**WHAT THIS TASK INVOLVES**
Reproduce the listing below from the line with "Tag the green" to the line with "<point>214,298</point>", changing "green foliage" to "green leaves" and leaving everything else unchanged.

**DATASET**
-=-=-

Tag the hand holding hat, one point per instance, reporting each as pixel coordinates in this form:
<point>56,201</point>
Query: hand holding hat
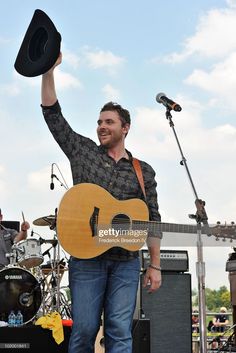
<point>40,48</point>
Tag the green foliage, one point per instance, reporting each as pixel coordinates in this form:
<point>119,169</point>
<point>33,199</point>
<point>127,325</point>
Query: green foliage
<point>214,298</point>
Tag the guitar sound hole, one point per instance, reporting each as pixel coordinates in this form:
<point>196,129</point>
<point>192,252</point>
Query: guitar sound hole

-=-=-

**THE COMPLETED TASK**
Tag the green leaves, one point per instance, reporting each as pixel coordinates in this form:
<point>119,169</point>
<point>33,199</point>
<point>127,325</point>
Query: green leaves
<point>214,298</point>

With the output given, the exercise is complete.